----- Text passage

Your suggestions are worth considering. I'll look into it. I have just gone with the simplest possible, as can be seen from the length of the script.


Oh, and if anyone's interested in getting rid of the thick border around the window, find the line window.set_border_width(12) and change 12 to 0.
The 12 pixel border is a GNOME HIG issue, hence my choice to go with that.


Edit: Making the cursor invisible would be great too. Anyone know how?
Probably
text_view.set_editable(False)

bionnaki
October 30th, 2005, 06:43 PM
thin white lines? I dont think I get those...everything is looking damn fine ;)

pmj
October 30th, 2005, 07:05 PM
thin white lines? I dont think I get those...everything is looking damn fine ;)
In your case the lines are purple as that's the color of your background. Notice that in the picture in the OP all characters/blocks fit together perfectly.

bionnaki
October 30th, 2005, 07:23 PM
Op?

pmj
October 30th, 2005, 08:36 PM
That is a font and font size issue. With the default font size in the script (9) and the default font (Lucida Console P) I don't get these lines, as you can see the screenshot in my first post. Once I deviate from the size of 9, I get those borders on all sides of all blocks. You could try other fonts if you have problems. I don't see any way this could be a code issue.

Thank you for the reply. I guess I just have to find a winning combination of font and size.

mykey
October 30th, 2005, 09:50 PM
@ ow50

.. nice howto - I appreciate the parts about mime-types and icon settings - thank you agein ;)

ow50
October 30th, 2005, 11:51 PM
Updated based on pmj's suggestions:

Window size is now determined automatically. You get to define its maximum size. It's a bit experimental, because I had to define a "random extra" parameter, which I set at 64 pixels. There's a chance that with some other GTK2 theme it should be greater.
If either all even or all odd lines are blank, they're discarded.


Couple other minor changes: etched in shadow for the text view and Commodore 64 colors by default.

Edit:
One more update: blank lines at the end of the file are now discarded as well.

pmj
October 31st, 2005, 12:13 AM
Just wanted to say thank you one more time. The new features seems to work perfectly.

bionnaki
October 31st, 2005, 12:20 AM
yeah, for real.
I've been looking for a nfo viewer on linux
for about 2 years now.

----------

== Written task A ==
Answer these questions from the forum thread:
(i) Which line should be edited to remove the thick border around the window, and what should its value become?
(ii) What are the default font and font size in the script?
(iii) At how many pixels was the "random extra" parameter set?
== Written task B ==
Rewrite the part of the forum thread starting with "If either all" and going on through "colors by default.", putting "Amiga" in place of "Commodore 64".
The rows are separate material and are not part of the forum thread.

----- Stored rows

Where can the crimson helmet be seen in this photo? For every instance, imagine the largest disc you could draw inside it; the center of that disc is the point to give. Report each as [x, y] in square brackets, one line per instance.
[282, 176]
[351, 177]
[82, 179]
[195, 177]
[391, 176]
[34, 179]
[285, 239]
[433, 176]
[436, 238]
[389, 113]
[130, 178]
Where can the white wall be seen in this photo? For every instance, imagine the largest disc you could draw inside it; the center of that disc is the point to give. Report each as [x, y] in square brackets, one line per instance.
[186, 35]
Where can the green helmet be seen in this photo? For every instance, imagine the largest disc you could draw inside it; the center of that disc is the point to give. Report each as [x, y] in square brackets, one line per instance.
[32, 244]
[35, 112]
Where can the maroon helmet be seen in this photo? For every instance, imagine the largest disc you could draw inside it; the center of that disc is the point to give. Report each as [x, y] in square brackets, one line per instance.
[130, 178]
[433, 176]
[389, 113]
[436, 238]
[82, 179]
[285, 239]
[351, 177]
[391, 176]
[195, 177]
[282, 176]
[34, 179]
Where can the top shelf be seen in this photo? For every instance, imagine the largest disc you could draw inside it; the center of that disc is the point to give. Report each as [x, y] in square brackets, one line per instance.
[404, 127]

----------

== Worked solution A ==
(i) The line window.set_border_width(12); change 12 to 0.
(ii) Lucida Console P at size 9.
(iii) 64 pixels.

== Worked solution B ==
If either all even or all odd lines are blank, they're discarded.


Couple other minor changes: etched in shadow for the text view and Amiga colors by default.